» **Instructions for the task**
Edit the records from the beginning up to and including the line with "POLYGON ((246 120, 172", replacing "formatted sample" with "formatted example" and leaving all else unchanged. Omit the pictures from the output.

» **Extracted data**
▶

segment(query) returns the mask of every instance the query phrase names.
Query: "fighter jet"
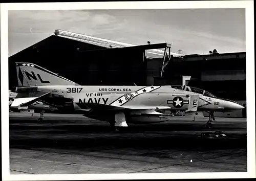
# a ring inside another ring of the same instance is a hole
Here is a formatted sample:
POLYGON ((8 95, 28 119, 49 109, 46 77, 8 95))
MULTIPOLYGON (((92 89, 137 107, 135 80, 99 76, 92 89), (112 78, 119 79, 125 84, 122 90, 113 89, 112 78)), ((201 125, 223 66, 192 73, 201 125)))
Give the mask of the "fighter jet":
POLYGON ((45 103, 40 101, 36 101, 31 105, 27 107, 19 107, 13 108, 11 107, 12 102, 14 101, 17 97, 17 93, 12 92, 11 90, 9 90, 9 107, 10 112, 14 112, 16 111, 20 111, 22 112, 27 111, 32 114, 31 116, 33 116, 35 110, 39 110, 40 111, 40 118, 38 118, 39 121, 42 121, 44 117, 44 111, 46 110, 50 110, 54 111, 58 109, 53 106, 49 106, 45 103))
POLYGON ((206 125, 210 128, 214 112, 244 108, 195 87, 81 86, 33 63, 17 62, 16 66, 19 87, 11 107, 26 107, 40 101, 59 110, 109 122, 113 127, 168 121, 170 115, 160 111, 169 110, 209 111, 206 125))

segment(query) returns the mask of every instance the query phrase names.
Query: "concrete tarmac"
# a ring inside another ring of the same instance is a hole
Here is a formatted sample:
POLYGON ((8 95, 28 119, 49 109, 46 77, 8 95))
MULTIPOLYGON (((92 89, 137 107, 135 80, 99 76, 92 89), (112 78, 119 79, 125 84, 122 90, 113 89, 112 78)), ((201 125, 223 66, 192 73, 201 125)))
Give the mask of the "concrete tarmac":
POLYGON ((246 120, 172 117, 115 131, 82 115, 10 113, 10 174, 247 171, 246 120), (197 133, 221 130, 223 138, 197 133))

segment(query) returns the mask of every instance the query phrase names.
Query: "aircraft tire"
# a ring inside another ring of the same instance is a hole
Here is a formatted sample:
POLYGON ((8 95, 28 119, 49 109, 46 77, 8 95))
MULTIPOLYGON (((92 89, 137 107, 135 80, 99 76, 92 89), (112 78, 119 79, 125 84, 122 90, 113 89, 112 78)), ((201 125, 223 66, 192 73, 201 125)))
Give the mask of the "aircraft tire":
POLYGON ((209 124, 206 124, 206 127, 208 129, 210 129, 212 127, 212 124, 211 124, 211 123, 209 123, 209 124))

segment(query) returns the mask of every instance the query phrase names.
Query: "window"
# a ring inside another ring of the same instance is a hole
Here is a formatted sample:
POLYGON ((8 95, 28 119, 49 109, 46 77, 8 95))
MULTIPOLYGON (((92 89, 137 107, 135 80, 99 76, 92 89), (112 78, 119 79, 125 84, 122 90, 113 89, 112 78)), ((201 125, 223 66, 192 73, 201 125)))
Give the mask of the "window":
POLYGON ((184 86, 182 85, 173 85, 172 86, 172 88, 177 88, 177 89, 183 90, 184 88, 184 86))

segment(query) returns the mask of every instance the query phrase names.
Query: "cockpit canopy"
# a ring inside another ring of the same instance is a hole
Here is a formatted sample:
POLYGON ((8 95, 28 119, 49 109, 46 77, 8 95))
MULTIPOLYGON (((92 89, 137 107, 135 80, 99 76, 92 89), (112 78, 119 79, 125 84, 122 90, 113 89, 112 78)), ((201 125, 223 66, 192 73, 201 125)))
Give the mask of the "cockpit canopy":
POLYGON ((172 85, 172 88, 198 93, 211 98, 217 98, 216 96, 208 92, 196 87, 185 85, 172 85))

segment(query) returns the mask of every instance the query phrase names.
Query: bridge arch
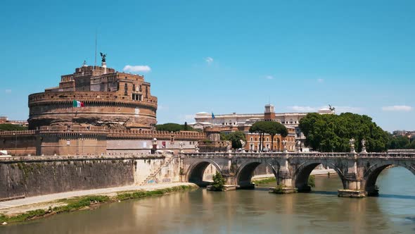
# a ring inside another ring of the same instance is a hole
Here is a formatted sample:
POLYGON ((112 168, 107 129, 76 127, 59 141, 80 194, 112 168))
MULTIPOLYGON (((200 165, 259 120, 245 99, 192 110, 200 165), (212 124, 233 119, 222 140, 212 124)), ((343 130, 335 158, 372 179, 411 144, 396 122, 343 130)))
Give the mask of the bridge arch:
POLYGON ((386 168, 390 166, 397 166, 405 168, 411 171, 415 176, 415 165, 409 165, 405 162, 401 161, 383 161, 381 163, 375 164, 373 165, 370 165, 369 161, 367 164, 365 165, 365 171, 364 174, 363 176, 363 187, 364 187, 364 190, 367 192, 368 196, 377 196, 378 193, 378 190, 376 187, 376 180, 378 180, 378 177, 379 174, 385 169, 386 168))
POLYGON ((203 174, 206 168, 210 164, 215 166, 217 171, 222 173, 220 166, 215 161, 209 159, 201 159, 189 167, 186 173, 186 181, 194 183, 199 185, 205 185, 204 184, 207 183, 203 182, 203 174))
POLYGON ((264 164, 271 168, 272 173, 278 181, 277 173, 280 166, 277 162, 275 162, 273 165, 273 164, 267 160, 255 159, 246 161, 238 168, 235 176, 236 185, 241 188, 252 187, 251 179, 253 172, 261 164, 264 164))
POLYGON ((311 187, 308 185, 308 178, 312 171, 320 164, 322 164, 326 168, 329 167, 334 169, 342 181, 343 188, 346 187, 345 176, 341 169, 334 164, 326 161, 310 160, 301 164, 294 172, 293 178, 294 186, 297 187, 298 192, 309 192, 311 190, 311 187))

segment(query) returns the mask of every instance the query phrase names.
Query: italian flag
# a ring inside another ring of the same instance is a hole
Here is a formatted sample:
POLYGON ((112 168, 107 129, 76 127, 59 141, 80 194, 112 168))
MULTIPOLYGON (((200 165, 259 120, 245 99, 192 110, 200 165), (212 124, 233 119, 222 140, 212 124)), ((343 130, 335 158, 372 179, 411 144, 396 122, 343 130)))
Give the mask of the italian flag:
POLYGON ((72 101, 72 106, 73 107, 84 107, 84 103, 82 101, 73 100, 72 101))

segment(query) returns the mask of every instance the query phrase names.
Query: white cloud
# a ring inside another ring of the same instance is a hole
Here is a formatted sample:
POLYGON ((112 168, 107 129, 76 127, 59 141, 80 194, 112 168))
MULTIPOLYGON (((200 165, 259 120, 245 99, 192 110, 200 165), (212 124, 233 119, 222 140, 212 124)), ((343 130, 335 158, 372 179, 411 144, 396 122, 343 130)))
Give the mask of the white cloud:
POLYGON ((213 63, 213 58, 211 57, 208 57, 205 58, 205 61, 206 61, 206 63, 208 63, 208 64, 211 64, 212 63, 213 63))
POLYGON ((157 109, 158 111, 168 111, 169 106, 163 106, 163 105, 158 105, 158 106, 157 107, 157 109))
POLYGON ((353 107, 353 106, 333 106, 336 108, 336 113, 340 113, 345 112, 351 112, 351 113, 359 113, 362 111, 362 108, 360 107, 353 107))
POLYGON ((382 107, 383 111, 410 111, 412 107, 409 106, 389 106, 382 107))
POLYGON ((195 115, 194 114, 184 115, 184 119, 194 121, 195 120, 195 115))
POLYGON ((126 66, 122 68, 123 71, 129 72, 129 73, 139 73, 139 72, 143 72, 148 73, 151 70, 151 68, 146 66, 146 65, 138 65, 138 66, 131 66, 127 65, 126 66))
POLYGON ((311 106, 289 106, 289 109, 292 109, 294 111, 298 112, 315 112, 318 111, 318 108, 316 107, 311 107, 311 106))

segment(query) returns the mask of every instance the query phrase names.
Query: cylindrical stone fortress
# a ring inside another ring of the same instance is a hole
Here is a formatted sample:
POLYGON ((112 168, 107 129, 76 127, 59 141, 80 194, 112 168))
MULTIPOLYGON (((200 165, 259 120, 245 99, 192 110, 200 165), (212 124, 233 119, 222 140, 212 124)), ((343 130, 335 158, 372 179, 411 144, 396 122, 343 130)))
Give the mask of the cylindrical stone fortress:
POLYGON ((29 96, 29 128, 88 124, 117 129, 153 129, 157 97, 143 76, 99 66, 62 75, 58 87, 29 96), (74 100, 83 107, 74 107, 74 100))

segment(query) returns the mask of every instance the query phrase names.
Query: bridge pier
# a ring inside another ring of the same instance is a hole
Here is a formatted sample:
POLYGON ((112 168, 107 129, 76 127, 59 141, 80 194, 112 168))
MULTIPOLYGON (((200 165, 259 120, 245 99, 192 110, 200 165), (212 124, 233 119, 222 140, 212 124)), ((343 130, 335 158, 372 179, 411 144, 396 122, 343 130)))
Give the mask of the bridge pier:
POLYGON ((277 177, 278 187, 272 188, 269 192, 277 194, 288 194, 298 192, 298 189, 293 186, 293 178, 287 169, 281 169, 277 177))
POLYGON ((366 196, 366 192, 362 189, 362 179, 356 173, 347 173, 345 176, 346 188, 338 190, 340 197, 361 198, 366 196))

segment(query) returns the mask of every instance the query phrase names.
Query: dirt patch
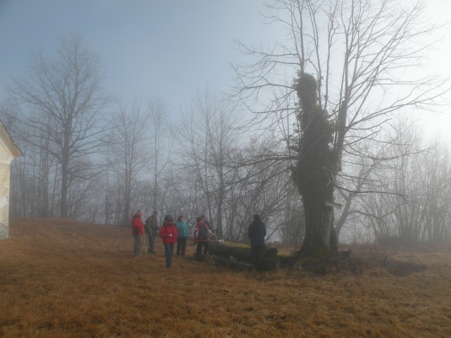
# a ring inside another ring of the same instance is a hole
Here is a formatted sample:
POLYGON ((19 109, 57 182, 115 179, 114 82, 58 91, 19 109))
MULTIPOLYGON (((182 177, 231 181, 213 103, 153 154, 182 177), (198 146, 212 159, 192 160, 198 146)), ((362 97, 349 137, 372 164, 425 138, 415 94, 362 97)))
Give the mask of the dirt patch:
POLYGON ((318 275, 343 271, 358 274, 364 270, 382 268, 392 275, 405 276, 426 269, 424 264, 389 258, 383 253, 373 252, 357 256, 351 250, 340 251, 331 256, 304 258, 298 261, 295 266, 318 275))

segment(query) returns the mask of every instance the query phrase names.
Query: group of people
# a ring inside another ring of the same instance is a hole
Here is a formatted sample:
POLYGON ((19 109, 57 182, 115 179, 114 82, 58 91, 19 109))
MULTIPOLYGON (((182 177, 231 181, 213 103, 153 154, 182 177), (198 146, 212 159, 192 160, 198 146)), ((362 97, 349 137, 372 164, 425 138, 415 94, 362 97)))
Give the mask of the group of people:
MULTIPOLYGON (((155 237, 159 234, 164 246, 166 258, 166 268, 172 267, 172 259, 174 251, 174 244, 177 243, 175 255, 185 256, 186 251, 186 243, 189 237, 188 227, 184 216, 179 216, 177 221, 171 215, 164 217, 163 224, 158 226, 158 212, 154 211, 152 216, 148 218, 145 223, 142 221, 143 212, 138 210, 132 218, 132 234, 133 235, 133 256, 141 256, 141 237, 144 232, 147 234, 149 239, 149 254, 155 252, 155 237)), ((194 243, 197 244, 196 249, 196 259, 202 260, 202 253, 206 254, 209 249, 211 237, 214 236, 208 222, 205 220, 205 216, 198 217, 196 220, 196 227, 194 232, 194 243)))
MULTIPOLYGON (((184 216, 179 216, 175 223, 173 218, 166 215, 161 227, 158 227, 158 212, 154 211, 145 223, 141 218, 143 212, 138 210, 132 218, 132 234, 133 235, 133 256, 141 256, 141 237, 144 232, 149 239, 149 253, 154 254, 155 237, 157 233, 161 237, 164 246, 166 268, 172 267, 174 244, 177 243, 175 254, 185 256, 186 242, 189 236, 186 220, 184 216)), ((259 215, 254 215, 252 223, 249 226, 247 234, 251 242, 251 256, 252 263, 257 270, 261 270, 262 261, 265 253, 264 239, 266 235, 266 228, 259 215)), ((196 218, 196 226, 193 234, 193 243, 197 244, 195 258, 202 261, 209 253, 209 244, 212 237, 216 237, 210 227, 210 225, 205 219, 205 216, 196 218)))

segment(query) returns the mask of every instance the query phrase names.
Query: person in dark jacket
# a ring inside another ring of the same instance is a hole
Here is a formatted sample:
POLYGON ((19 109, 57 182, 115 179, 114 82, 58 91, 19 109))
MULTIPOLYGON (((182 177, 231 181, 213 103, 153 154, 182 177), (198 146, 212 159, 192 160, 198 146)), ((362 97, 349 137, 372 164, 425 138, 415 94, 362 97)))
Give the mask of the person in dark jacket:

◀

» **Complete answer**
segment(query) returns the mask of every instance the query phrase names.
Query: "fighter jet"
# a ring inside another ring of the same instance is a hole
Here is a formatted example:
POLYGON ((8 95, 28 119, 49 109, 46 77, 8 95))
MULTIPOLYGON (((92 89, 137 107, 135 80, 99 76, 92 89), (112 78, 119 79, 125 84, 122 90, 113 89, 112 78)), ((201 125, 223 66, 192 73, 201 125)))
Give the mask of the "fighter jet":
POLYGON ((45 103, 40 101, 36 101, 31 105, 27 107, 19 107, 13 108, 11 107, 12 102, 14 101, 17 97, 17 93, 12 92, 11 90, 9 90, 9 107, 10 112, 14 112, 16 111, 20 111, 22 112, 27 111, 32 114, 31 116, 33 116, 35 110, 39 110, 40 111, 40 118, 38 118, 39 121, 42 121, 44 117, 44 111, 46 110, 50 110, 54 111, 58 109, 53 106, 49 106, 45 103))
POLYGON ((206 125, 210 128, 214 112, 244 108, 195 87, 81 86, 33 63, 17 62, 16 66, 19 87, 11 107, 26 107, 40 101, 59 110, 109 122, 113 127, 168 121, 170 115, 160 111, 169 110, 209 111, 206 125))

segment(query) returns the mask of every instance the query phrase names.
Query: "concrete tarmac"
# a ring inside another ring of the same instance is a hole
Here is a formatted example:
POLYGON ((8 95, 28 119, 49 109, 46 77, 8 95))
MULTIPOLYGON (((92 89, 137 107, 135 80, 99 76, 92 89), (112 78, 119 79, 125 84, 122 90, 113 89, 112 78)), ((201 125, 223 66, 192 73, 201 125)))
Give the mask of the "concrete tarmac":
POLYGON ((246 120, 172 117, 115 131, 82 115, 10 113, 10 174, 247 171, 246 120), (197 133, 221 130, 223 138, 197 133))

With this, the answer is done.